### Aufgabenstellung
Gib die folgende Auflistung vollständig und wortgetreu wieder. Lass dabei die Bilder weg.

### Daten zur Übung
◆ ◆ ◆ ◆ ◆

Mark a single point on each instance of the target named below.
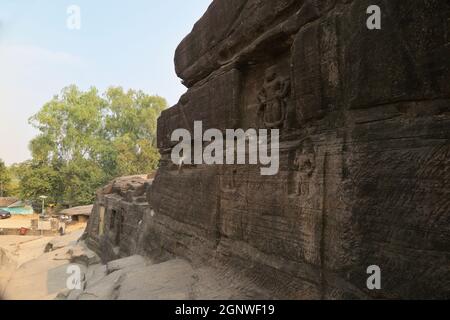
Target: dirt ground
(18, 221)
(26, 272)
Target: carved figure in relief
(272, 99)
(303, 169)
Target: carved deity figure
(272, 99)
(302, 169)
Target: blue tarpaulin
(20, 210)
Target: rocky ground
(35, 268)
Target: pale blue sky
(128, 43)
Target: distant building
(79, 214)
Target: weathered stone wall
(114, 227)
(364, 177)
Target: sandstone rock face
(364, 117)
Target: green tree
(5, 179)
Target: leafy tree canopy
(86, 139)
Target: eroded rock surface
(364, 170)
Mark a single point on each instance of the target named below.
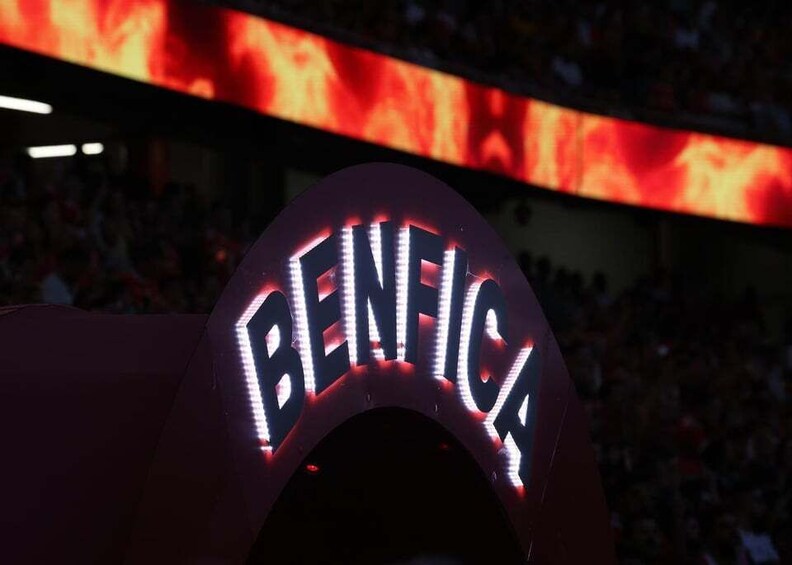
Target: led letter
(316, 315)
(273, 369)
(414, 297)
(370, 292)
(449, 315)
(485, 310)
(514, 416)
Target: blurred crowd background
(716, 64)
(687, 395)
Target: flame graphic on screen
(288, 73)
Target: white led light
(463, 374)
(522, 413)
(374, 335)
(24, 105)
(47, 151)
(272, 340)
(283, 390)
(92, 148)
(348, 291)
(301, 314)
(377, 251)
(491, 325)
(375, 238)
(402, 290)
(513, 465)
(512, 451)
(249, 368)
(444, 312)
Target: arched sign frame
(255, 473)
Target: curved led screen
(289, 73)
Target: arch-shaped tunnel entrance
(387, 486)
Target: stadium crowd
(689, 404)
(707, 63)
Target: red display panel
(295, 75)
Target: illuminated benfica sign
(357, 297)
(381, 288)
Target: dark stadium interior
(676, 330)
(357, 495)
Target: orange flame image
(289, 73)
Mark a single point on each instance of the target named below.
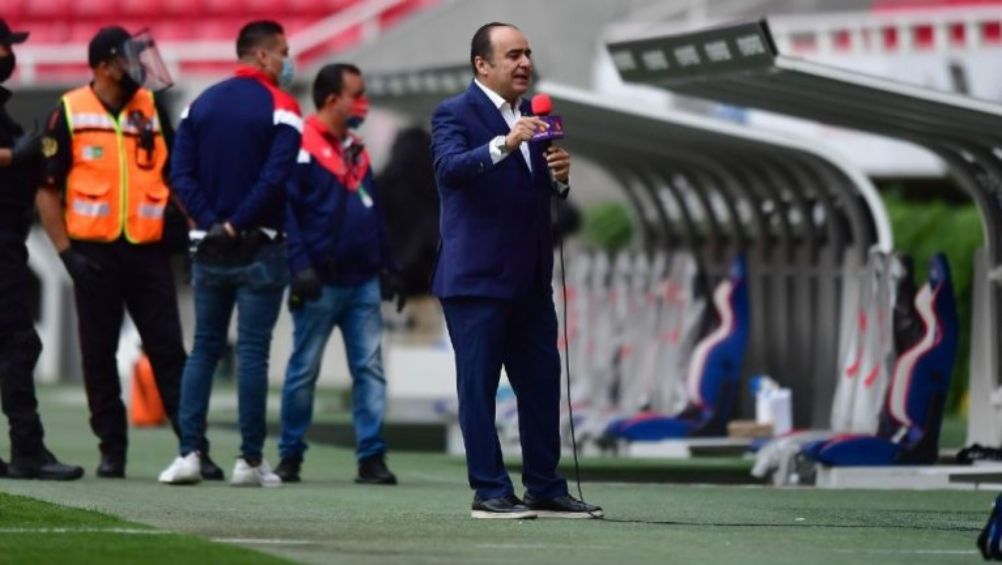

◆ ◆ ◆ ◆ ◆

### Ergebnis der Aufgabe
Mark a single point on each instance of the target named below.
Target: dirt ground
(18, 221)
(26, 272)
Target: carved figure in relief
(272, 99)
(303, 169)
Target: carved deity figure
(272, 99)
(302, 169)
Target: blue tarpaulin
(20, 210)
Target: rocky ground
(35, 268)
Target: pale blue sky
(128, 43)
Target: distant building
(79, 214)
Target: weathered stone wall
(114, 227)
(364, 177)
Target: sandstone rock face
(364, 117)
Target: green tree
(5, 179)
Target: leafy tree canopy
(86, 139)
Target: eroded rock surface
(364, 170)
Mark a single point on each instance of the target named below.
Target: led letter
(316, 315)
(273, 369)
(414, 297)
(370, 292)
(449, 315)
(485, 310)
(514, 416)
Target: blurred crowd background
(716, 64)
(687, 395)
Target: flame graphic on screen
(288, 73)
Target: white led light
(463, 374)
(522, 413)
(374, 335)
(24, 105)
(47, 151)
(272, 340)
(283, 390)
(92, 148)
(348, 291)
(301, 314)
(377, 251)
(491, 325)
(375, 238)
(402, 290)
(513, 465)
(512, 451)
(249, 368)
(444, 312)
Target: arched sign frame
(255, 473)
Target: curved led screen
(289, 73)
Target: arch-shaped tunnel entrance
(387, 486)
Target: stadium crowd
(689, 404)
(707, 63)
Target: red display panel
(295, 75)
Target: illuminated benfica sign
(357, 297)
(381, 288)
Target: dark stadium interior
(676, 330)
(357, 495)
Target: orange flame image
(289, 73)
Mark a single point on each instance of the target named below.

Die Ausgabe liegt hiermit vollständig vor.